In the material below, the required lines run from the one containing "pin: dark trousers" through the one containing "Target: dark trousers". Copy those lines exactly, ends included, and nothing else.

EXTRACTED DATA START

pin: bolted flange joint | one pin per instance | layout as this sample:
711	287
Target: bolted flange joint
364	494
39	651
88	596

EXTRACTED DATA END
EXTRACTED DATA START

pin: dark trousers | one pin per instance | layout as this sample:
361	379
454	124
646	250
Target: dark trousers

EXTRACTED DATA END
EXTRACTED DATA START

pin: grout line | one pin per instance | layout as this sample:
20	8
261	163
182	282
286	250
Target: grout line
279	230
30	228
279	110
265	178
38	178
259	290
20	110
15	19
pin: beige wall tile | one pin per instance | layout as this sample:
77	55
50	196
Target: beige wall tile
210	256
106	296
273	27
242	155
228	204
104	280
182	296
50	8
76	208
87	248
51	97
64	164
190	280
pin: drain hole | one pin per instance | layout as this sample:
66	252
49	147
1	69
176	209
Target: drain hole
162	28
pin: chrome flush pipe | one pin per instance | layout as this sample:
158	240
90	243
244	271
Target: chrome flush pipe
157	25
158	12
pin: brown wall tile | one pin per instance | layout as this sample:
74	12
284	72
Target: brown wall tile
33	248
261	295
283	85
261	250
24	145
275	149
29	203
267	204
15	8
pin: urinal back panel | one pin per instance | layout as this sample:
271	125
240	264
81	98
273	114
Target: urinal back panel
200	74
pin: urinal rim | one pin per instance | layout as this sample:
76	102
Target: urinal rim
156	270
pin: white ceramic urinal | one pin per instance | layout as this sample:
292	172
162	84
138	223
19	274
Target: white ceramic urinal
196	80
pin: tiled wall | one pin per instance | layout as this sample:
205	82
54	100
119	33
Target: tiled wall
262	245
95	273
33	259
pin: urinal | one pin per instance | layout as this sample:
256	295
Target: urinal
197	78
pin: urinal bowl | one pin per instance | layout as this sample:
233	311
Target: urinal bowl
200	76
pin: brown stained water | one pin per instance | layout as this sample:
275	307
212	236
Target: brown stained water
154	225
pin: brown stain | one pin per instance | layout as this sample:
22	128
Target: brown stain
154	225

EXTRACTED DATA END

EXPECTED ANSWER -
pin: dark trousers | one pin per instance | layout as this sample:
361	379
454	124
646	250
Target: dark trousers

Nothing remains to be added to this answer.